Extrayez des lignes ci-dessous toutes celles qui contiennent le mot « black », en respectant la casse.
---- Données
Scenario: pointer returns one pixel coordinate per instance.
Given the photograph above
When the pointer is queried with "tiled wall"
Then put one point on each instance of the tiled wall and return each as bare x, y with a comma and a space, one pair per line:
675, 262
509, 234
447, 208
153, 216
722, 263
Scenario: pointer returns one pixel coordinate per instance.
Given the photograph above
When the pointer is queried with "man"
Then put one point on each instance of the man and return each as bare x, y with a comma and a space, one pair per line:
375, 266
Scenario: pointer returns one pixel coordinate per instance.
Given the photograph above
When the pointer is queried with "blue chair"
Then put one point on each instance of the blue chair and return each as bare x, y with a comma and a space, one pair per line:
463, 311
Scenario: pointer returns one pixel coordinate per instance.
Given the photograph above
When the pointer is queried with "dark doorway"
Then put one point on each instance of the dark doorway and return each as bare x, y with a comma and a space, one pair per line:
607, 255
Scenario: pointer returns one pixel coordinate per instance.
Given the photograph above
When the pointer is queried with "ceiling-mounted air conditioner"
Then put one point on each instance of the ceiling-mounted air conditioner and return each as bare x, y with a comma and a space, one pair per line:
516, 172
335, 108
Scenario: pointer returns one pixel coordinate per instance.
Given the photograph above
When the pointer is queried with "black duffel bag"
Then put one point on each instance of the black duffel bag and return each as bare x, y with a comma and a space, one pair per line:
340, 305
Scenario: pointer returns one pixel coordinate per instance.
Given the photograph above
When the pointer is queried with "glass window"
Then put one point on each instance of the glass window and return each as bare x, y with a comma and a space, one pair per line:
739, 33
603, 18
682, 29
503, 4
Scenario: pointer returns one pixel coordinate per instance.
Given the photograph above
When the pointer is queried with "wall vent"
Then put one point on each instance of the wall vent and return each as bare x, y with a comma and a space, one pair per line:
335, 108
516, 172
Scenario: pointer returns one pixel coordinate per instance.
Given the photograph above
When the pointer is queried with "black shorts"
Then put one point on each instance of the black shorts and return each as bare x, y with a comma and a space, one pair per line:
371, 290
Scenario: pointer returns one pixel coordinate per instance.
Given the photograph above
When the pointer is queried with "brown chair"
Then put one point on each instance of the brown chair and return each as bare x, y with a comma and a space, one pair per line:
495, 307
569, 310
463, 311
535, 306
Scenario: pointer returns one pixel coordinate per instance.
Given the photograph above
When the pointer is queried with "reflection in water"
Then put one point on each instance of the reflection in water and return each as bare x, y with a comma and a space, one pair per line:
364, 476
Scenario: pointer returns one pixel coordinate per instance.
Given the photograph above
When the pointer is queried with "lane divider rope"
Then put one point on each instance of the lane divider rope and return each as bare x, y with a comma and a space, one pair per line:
--------
Réponse
When the pointer is queried with "black duffel bag"
Then put one point on each instance of the black duffel bag and return each as bare x, y with a comma and a space, one pair per line:
When the pointer is queried with "black shorts"
Then put one point on each instance of the black shorts and return each as bare x, y with a comma and a space, one pair per line:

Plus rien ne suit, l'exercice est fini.